### EXTRACTED TEXT
· · ·

# Is it meant to hurt this much?



## Vieux Clou (Oct 22, 2014)

Is there a condition known as La Pavoni Elbow? I think I've got it.

Seriously, though, should pulling a shot really take *that *much force?


----------



## h1udd (Sep 1, 2015)

excessive force required to pull a shot on the la pavoni is one of 5 things.

(1) you are elderly and can no longer open jars or packets without assistance

(2) you are infirm (no jokes about the infirm)

(3) its arm day at the gym and you cant use your upper body

(4) you overdosed the basket

(5) grind setting is too tight

any one of these will cause you issues ..... any 2 of them and you can call a choke !


----------



## froggystyle (Oct 30, 2013)

Get a pump machine, no pain with them!


----------



## Vieux Clou (Oct 22, 2014)

^^^ Got one. La Pav is faster.

(4) & (5) likely. Grind setting is OK for pump engine; suspect too much tamp.

But how much force should be necessary? I've seen it estimated at 20 kilos.

Put it this way: should the base/boiler combo flex visibly?


----------



## h1udd (Sep 1, 2015)

I dont believe it should

I have a couple of spring levers AND the la pav ...... the force provided by the 9bar springs as it returns is way way less then the force applied to the la pav to make it flex.

Normally my grinder is set up for a VST basket in the pump which works out as a good setting for the La pav with the same tamp. ........ however since moving to the DSOL beans I am having the same issues as you and am having to pull like a b*stard to get the shot out. ...... leaning you whole body weight on the lever to get it out just isn't right ... there should be resistance but not enough to make you curse and the machine bend

that said though .... the time it takes to pull the shot is making for some lovely shots ...... when I manage to get it right I am going to pull a lot slower and stretch the extraction out to 50s to experiment I think


----------



## DavecUK (Aug 6, 2013)

· · ·

### REQUIREMENT 1
Using the La Pavoni thread, decide whether each statement agrees with it, answering yes or no and quoting the deciding words. (a) h1udd names five things that can make a shot take too much force. (b) Vieux Clou has no pump machine. (c) h1udd thinks the base and boiler should flex visibly.
The La Pavoni thread and the records that follow it are unrelated material.

· · ·

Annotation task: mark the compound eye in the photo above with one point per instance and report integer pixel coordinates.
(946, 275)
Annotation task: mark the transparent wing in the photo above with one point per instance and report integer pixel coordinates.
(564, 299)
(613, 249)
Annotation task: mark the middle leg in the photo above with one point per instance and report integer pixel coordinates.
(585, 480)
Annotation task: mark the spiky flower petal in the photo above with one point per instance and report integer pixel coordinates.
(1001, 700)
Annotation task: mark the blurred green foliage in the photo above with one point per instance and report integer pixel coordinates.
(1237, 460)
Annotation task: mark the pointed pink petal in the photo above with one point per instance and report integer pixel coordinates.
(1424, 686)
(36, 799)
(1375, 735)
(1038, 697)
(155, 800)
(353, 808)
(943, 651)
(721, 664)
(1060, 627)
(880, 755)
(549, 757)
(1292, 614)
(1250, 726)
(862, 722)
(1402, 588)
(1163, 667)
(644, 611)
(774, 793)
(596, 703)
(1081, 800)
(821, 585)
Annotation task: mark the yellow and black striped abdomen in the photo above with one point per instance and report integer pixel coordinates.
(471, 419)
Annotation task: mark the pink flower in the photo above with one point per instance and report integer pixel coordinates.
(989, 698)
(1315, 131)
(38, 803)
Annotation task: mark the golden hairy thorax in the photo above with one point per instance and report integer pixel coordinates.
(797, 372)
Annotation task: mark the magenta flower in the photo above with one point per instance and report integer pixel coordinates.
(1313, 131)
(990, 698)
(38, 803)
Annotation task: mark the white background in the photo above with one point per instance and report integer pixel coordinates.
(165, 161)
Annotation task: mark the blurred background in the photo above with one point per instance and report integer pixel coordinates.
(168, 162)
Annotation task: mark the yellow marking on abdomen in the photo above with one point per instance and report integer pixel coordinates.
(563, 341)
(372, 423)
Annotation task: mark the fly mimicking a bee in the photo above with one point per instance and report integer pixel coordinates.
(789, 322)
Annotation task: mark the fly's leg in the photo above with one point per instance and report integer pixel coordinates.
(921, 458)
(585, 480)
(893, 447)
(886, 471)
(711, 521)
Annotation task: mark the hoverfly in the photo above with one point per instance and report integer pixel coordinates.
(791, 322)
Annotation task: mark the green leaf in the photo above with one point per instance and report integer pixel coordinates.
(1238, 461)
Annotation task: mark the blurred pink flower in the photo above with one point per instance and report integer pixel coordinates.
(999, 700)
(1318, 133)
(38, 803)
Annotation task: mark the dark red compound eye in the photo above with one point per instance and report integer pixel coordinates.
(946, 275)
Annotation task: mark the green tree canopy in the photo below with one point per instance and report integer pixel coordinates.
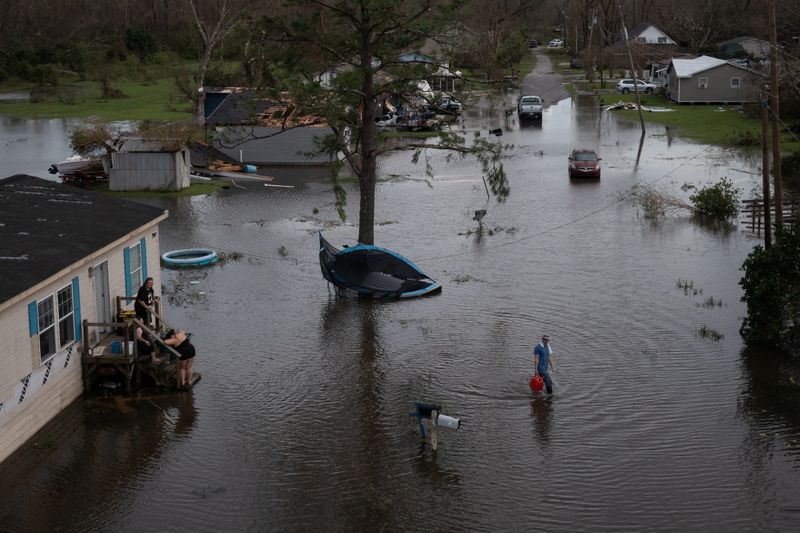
(356, 45)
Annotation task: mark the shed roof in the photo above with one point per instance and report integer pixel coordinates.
(136, 144)
(46, 227)
(743, 39)
(686, 68)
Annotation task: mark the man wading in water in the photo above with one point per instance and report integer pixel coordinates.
(542, 360)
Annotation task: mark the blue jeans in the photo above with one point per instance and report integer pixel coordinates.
(548, 383)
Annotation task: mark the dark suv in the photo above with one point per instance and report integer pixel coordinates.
(583, 162)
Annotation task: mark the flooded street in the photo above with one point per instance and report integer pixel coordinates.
(301, 420)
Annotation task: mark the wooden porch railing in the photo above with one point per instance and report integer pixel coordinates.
(752, 212)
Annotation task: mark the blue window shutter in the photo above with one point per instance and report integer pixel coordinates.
(33, 318)
(143, 249)
(126, 255)
(76, 303)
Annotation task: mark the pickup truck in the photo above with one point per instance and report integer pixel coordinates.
(529, 107)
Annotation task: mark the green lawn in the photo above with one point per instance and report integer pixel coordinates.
(726, 125)
(153, 100)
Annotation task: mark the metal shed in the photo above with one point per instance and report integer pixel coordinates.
(145, 165)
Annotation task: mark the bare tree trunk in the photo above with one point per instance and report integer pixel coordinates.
(366, 208)
(199, 96)
(776, 136)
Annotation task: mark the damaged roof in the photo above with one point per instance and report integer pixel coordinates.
(46, 226)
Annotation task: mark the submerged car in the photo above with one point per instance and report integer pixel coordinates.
(626, 86)
(583, 162)
(529, 107)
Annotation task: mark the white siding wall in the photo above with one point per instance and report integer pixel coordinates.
(50, 390)
(141, 171)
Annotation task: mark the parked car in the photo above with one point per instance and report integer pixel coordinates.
(529, 107)
(583, 162)
(389, 119)
(448, 104)
(626, 86)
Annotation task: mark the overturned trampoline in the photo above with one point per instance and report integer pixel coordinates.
(373, 272)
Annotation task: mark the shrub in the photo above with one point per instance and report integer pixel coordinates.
(720, 200)
(142, 43)
(771, 286)
(44, 75)
(790, 164)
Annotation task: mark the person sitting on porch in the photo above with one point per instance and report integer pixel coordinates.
(179, 340)
(145, 299)
(145, 346)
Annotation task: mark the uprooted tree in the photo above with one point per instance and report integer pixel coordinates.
(359, 42)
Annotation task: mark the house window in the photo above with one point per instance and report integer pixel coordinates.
(66, 322)
(56, 315)
(136, 265)
(47, 328)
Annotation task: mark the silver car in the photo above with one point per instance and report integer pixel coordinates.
(626, 86)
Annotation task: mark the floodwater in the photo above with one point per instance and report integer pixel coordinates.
(301, 420)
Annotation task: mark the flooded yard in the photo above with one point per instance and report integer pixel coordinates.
(301, 421)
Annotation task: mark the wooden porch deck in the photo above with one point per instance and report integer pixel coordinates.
(110, 352)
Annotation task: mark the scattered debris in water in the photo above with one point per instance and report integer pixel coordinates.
(464, 278)
(631, 105)
(708, 333)
(488, 231)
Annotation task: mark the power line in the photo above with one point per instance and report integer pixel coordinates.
(468, 252)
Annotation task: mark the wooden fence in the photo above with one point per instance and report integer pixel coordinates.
(752, 212)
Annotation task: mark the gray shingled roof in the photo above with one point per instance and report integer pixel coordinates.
(273, 147)
(45, 227)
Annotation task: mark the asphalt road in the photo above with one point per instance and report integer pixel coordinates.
(543, 82)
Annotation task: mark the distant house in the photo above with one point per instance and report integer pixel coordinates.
(260, 131)
(707, 79)
(272, 146)
(145, 165)
(745, 47)
(65, 254)
(648, 44)
(646, 33)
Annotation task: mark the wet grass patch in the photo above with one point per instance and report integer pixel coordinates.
(688, 288)
(154, 100)
(726, 125)
(195, 189)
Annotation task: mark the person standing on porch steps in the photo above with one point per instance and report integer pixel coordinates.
(543, 362)
(145, 299)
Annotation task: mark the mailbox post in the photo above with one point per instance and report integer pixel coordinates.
(432, 413)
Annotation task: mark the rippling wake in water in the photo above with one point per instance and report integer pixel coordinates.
(302, 418)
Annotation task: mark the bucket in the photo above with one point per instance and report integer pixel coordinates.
(448, 422)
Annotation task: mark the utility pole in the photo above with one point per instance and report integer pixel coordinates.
(765, 167)
(633, 70)
(587, 61)
(776, 135)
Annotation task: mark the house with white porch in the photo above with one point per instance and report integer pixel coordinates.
(65, 254)
(708, 80)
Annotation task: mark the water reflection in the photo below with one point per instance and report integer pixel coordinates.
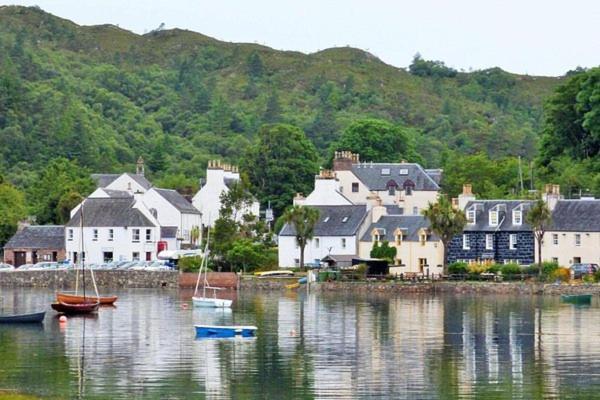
(308, 346)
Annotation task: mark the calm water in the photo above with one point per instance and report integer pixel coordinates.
(308, 346)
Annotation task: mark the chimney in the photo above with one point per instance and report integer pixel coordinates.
(299, 199)
(551, 195)
(139, 168)
(466, 196)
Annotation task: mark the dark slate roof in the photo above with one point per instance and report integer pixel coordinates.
(110, 212)
(409, 224)
(103, 180)
(177, 201)
(38, 237)
(482, 215)
(576, 215)
(331, 221)
(167, 232)
(371, 175)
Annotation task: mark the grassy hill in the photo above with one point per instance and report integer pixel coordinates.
(102, 95)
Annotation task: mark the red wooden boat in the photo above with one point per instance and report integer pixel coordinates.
(79, 308)
(76, 299)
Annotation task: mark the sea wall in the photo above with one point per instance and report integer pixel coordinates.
(62, 279)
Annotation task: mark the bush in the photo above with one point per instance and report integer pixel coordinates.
(510, 269)
(457, 268)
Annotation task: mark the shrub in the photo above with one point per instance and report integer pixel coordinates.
(510, 269)
(457, 268)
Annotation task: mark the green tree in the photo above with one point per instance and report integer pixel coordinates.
(303, 220)
(379, 141)
(280, 163)
(446, 222)
(539, 218)
(12, 210)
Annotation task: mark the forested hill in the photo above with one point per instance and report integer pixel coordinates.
(103, 96)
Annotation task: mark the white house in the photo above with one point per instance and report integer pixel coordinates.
(407, 186)
(113, 229)
(171, 209)
(336, 234)
(219, 177)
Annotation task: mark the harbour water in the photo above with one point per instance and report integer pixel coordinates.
(307, 346)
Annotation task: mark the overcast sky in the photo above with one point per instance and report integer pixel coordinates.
(537, 37)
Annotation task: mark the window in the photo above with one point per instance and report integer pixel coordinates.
(471, 216)
(489, 241)
(466, 242)
(517, 217)
(513, 241)
(494, 218)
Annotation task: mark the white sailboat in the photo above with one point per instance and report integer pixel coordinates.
(204, 301)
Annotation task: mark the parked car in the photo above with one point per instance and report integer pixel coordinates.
(579, 270)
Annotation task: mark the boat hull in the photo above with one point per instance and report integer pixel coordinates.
(23, 318)
(222, 331)
(81, 308)
(211, 302)
(77, 299)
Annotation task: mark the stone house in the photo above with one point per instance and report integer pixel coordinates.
(35, 243)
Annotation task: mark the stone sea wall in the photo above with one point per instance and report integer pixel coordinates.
(62, 279)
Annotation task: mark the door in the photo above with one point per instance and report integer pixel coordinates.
(20, 258)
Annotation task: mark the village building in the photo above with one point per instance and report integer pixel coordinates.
(219, 178)
(405, 185)
(496, 231)
(418, 250)
(35, 243)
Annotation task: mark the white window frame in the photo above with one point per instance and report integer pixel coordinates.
(512, 241)
(489, 241)
(466, 242)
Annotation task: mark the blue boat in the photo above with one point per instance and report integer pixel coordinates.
(224, 331)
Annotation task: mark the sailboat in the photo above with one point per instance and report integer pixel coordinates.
(78, 304)
(204, 301)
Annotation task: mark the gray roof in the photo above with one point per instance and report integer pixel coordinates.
(482, 215)
(576, 215)
(168, 232)
(177, 201)
(110, 212)
(38, 237)
(331, 221)
(410, 225)
(371, 174)
(103, 180)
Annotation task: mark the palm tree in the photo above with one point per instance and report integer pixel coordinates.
(446, 222)
(539, 217)
(303, 220)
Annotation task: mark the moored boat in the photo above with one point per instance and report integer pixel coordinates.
(576, 298)
(23, 318)
(76, 299)
(79, 308)
(224, 331)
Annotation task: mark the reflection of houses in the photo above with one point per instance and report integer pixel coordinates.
(219, 178)
(496, 231)
(418, 250)
(35, 243)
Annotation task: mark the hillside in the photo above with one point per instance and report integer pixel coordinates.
(103, 96)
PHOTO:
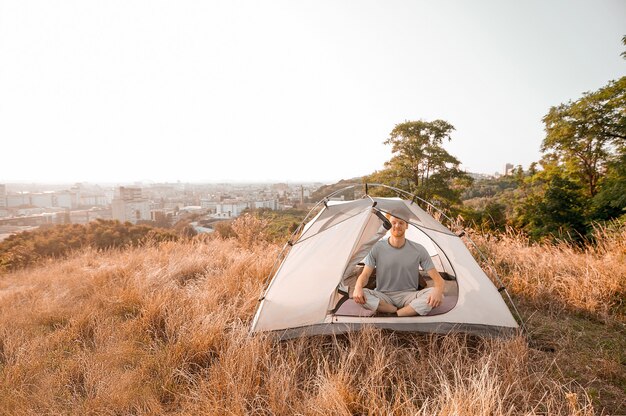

· · ·

### REQUIREMENT 2
Copy out the stretch of the records from their start through the line containing "(1001, 700)", word for word.

### FINISHED ANSWER 1
(a) Yes: "excessive force required to pull a shot on the la pavoni is one of 5 things."
(b) No: "^^^ Got one. La Pav is faster."
(c) No: "I dont believe it should"

### FINISHED ANSWER 2
Annotation task: mark the compound eye in the photo above with one point per instance and report integer pixel coordinates.
(946, 275)
Annotation task: mark the transparent wing in the photo above with one point per instance and report integer pixel coordinates.
(564, 299)
(613, 249)
Annotation task: mark the middle leg in the photo above with one point per instance and report integer pixel coordinates.
(585, 480)
Annotation task: mark the spiky flower petal in the photo above with one point per instance and report integer pixel coordinates.
(1001, 700)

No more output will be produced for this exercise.